▸ **Task statement**:
Needed from the data below: all lines that contain the word "chive".

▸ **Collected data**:
---+---

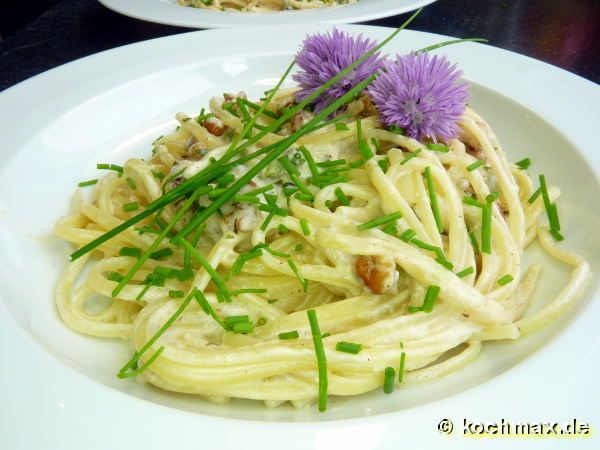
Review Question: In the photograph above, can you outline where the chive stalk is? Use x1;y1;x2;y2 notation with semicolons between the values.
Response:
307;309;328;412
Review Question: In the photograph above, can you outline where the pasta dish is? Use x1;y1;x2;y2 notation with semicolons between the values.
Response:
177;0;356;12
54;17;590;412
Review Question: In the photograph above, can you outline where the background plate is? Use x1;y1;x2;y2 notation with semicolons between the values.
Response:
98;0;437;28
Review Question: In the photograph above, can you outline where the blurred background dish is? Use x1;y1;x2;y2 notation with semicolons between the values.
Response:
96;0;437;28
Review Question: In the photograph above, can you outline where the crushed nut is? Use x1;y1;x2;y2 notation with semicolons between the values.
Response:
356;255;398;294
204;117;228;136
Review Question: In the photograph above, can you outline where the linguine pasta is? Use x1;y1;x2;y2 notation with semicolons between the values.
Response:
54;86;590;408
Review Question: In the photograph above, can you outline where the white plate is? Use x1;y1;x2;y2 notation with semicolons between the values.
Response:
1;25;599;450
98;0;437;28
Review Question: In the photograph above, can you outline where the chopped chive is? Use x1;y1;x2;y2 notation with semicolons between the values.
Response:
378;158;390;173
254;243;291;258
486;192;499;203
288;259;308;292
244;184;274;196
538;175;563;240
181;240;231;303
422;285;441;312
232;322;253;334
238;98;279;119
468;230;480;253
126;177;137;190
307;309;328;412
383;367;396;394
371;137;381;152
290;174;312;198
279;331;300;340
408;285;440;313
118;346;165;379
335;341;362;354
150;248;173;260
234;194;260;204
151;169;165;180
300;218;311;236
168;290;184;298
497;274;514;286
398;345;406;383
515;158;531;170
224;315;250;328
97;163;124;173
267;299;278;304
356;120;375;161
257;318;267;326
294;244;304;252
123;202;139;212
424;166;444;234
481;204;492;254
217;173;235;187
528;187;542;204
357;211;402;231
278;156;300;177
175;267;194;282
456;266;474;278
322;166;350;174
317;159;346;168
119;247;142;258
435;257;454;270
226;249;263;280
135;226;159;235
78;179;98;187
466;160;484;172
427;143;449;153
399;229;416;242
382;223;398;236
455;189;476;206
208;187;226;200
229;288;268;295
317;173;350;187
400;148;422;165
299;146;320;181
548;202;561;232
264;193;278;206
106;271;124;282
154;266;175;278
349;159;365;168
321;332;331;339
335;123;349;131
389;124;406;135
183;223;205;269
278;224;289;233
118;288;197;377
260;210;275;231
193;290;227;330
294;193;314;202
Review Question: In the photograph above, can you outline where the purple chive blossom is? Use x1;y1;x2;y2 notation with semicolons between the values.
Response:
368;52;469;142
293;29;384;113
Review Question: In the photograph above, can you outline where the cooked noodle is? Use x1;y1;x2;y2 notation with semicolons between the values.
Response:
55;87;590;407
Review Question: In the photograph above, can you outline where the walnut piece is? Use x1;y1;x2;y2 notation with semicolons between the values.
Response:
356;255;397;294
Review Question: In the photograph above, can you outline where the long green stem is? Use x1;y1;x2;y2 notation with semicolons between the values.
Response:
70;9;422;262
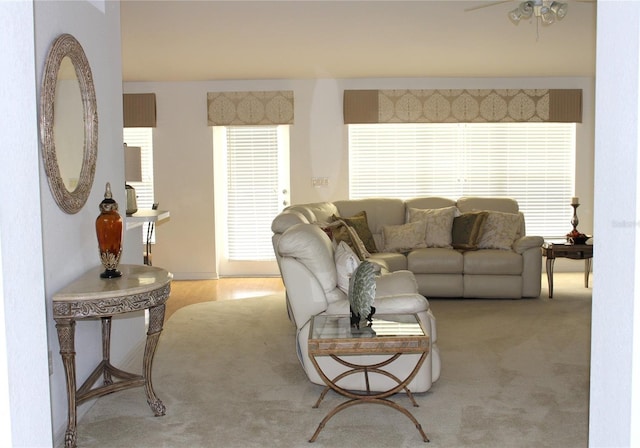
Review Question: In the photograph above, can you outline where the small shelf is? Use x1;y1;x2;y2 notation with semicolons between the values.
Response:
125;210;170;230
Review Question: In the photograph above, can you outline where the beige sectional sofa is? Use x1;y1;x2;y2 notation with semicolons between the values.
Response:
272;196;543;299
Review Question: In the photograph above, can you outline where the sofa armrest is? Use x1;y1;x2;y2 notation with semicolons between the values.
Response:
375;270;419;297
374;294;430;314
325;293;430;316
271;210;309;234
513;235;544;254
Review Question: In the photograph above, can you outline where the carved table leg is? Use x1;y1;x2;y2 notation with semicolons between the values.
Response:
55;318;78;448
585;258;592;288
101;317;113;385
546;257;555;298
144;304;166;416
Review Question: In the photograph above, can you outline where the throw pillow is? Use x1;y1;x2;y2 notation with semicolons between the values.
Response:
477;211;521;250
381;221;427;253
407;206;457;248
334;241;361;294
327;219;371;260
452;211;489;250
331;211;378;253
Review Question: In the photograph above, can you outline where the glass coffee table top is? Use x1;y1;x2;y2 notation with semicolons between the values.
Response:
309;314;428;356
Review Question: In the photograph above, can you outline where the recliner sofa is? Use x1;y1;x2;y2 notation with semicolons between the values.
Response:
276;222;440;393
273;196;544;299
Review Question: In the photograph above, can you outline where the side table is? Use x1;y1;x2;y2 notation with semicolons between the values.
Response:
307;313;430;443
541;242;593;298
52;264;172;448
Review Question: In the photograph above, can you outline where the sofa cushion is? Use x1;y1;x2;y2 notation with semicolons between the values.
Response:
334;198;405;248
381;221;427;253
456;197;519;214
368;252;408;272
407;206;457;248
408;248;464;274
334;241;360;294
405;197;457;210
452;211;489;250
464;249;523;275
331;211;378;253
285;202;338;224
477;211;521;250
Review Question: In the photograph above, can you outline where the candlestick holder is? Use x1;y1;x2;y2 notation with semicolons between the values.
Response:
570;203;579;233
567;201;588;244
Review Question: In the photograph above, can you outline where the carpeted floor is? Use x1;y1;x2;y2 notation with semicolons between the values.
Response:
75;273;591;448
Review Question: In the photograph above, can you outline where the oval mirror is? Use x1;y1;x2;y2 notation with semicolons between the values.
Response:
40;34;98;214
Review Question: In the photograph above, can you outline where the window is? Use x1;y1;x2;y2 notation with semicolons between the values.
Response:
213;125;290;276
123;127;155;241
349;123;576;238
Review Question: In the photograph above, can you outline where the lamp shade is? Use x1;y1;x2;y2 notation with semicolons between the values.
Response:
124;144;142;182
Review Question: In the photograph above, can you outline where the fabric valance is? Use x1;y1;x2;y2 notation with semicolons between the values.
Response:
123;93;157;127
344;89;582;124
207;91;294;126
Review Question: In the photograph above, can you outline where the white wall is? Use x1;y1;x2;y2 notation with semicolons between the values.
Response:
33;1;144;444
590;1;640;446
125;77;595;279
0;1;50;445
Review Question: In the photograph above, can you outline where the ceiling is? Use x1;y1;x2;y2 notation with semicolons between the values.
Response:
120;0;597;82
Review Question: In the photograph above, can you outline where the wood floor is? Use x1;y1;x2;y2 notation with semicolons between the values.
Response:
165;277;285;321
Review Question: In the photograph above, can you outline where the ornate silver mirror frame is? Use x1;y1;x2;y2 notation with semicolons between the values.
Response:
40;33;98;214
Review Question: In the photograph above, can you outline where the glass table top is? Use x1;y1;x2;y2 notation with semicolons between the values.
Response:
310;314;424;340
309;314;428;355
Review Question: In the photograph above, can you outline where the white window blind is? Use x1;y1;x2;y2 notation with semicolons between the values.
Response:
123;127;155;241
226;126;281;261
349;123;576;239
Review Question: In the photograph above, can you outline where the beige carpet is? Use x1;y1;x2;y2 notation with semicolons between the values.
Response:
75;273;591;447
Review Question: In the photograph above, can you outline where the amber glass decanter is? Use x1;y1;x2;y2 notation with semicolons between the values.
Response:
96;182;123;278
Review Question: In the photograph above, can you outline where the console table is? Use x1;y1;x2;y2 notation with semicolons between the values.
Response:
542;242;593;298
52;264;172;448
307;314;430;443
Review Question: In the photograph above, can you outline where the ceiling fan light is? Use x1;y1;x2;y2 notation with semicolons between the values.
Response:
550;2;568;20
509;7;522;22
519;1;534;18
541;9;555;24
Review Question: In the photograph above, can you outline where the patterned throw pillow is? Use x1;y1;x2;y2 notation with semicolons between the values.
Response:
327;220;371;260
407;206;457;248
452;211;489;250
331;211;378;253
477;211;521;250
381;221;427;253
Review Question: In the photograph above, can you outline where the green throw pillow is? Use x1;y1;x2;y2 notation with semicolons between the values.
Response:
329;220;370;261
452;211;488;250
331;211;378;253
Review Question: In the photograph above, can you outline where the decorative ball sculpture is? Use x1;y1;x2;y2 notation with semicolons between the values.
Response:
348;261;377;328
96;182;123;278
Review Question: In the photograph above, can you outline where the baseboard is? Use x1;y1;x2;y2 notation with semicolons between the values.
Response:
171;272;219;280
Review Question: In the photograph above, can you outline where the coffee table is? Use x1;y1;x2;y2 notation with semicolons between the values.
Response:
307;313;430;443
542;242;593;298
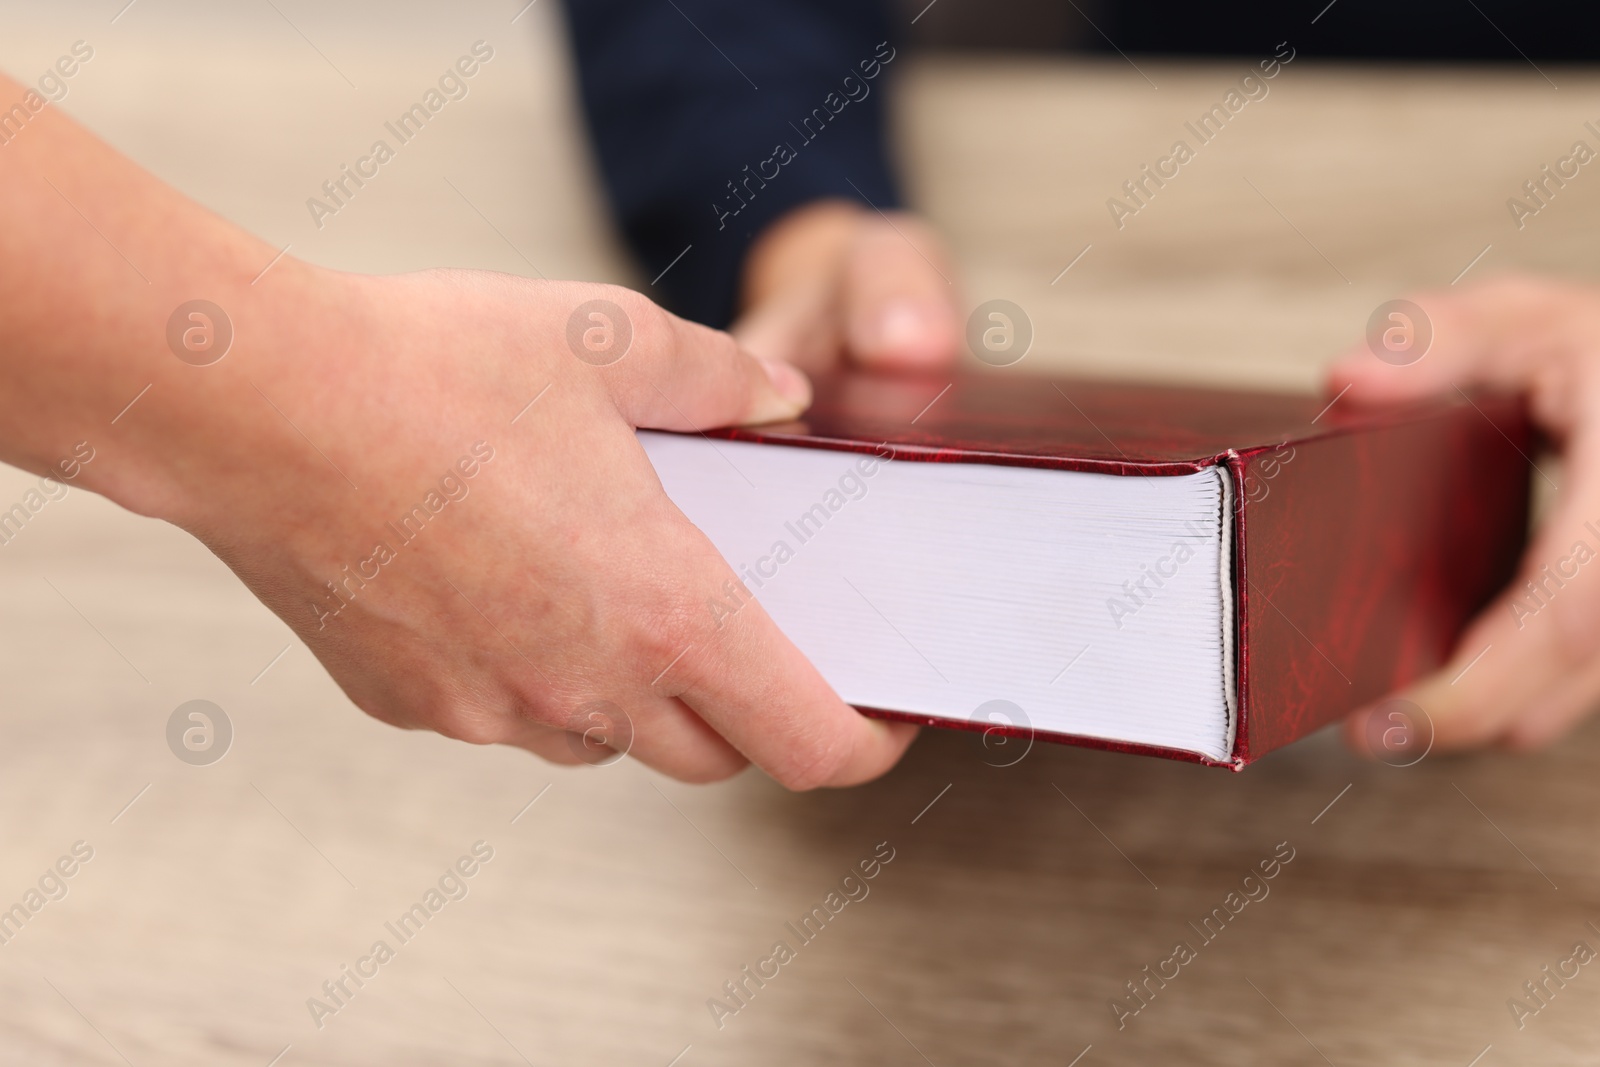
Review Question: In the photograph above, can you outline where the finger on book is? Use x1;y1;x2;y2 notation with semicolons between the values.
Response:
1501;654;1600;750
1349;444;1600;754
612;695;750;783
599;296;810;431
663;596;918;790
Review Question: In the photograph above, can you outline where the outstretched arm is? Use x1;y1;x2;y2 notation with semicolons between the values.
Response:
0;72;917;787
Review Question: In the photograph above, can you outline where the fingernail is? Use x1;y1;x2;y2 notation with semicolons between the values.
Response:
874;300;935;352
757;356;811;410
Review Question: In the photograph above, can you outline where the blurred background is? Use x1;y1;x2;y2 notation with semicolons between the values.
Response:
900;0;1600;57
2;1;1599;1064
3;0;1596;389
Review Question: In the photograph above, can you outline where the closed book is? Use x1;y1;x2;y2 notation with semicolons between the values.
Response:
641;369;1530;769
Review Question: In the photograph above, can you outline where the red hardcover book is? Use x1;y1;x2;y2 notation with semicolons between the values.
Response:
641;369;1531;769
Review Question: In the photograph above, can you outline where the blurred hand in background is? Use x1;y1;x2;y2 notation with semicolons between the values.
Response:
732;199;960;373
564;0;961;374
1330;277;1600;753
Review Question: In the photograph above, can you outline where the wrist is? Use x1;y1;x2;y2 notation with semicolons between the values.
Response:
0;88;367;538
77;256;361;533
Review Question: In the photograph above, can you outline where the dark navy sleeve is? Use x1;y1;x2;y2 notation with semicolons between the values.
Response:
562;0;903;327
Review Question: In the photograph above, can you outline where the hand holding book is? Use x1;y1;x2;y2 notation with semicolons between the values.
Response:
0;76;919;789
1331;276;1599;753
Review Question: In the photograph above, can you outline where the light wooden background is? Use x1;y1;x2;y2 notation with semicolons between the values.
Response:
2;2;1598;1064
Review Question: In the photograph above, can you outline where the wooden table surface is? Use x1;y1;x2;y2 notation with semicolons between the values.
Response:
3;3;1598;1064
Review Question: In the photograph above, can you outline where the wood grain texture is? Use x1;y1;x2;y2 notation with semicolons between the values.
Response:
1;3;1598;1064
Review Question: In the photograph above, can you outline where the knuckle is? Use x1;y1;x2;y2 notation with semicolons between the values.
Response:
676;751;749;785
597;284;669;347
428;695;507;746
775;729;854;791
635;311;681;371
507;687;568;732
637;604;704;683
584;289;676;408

---+---

▸ **Your solution**:
Review Question: In the photograph above, can you outline where the chive stalk is? Use x1;y1;x2;y2 notation with semicolons between the values.
Review Question: In the photograph above, can you outline where the chopped chive is? Use x1;y1;x2;y2 notation with semicolons between the values.
Review Question: In the photograph above, can you outline where the purple chive blossom is? Use x1;y1;x2;y2 notation with semicolons between the values.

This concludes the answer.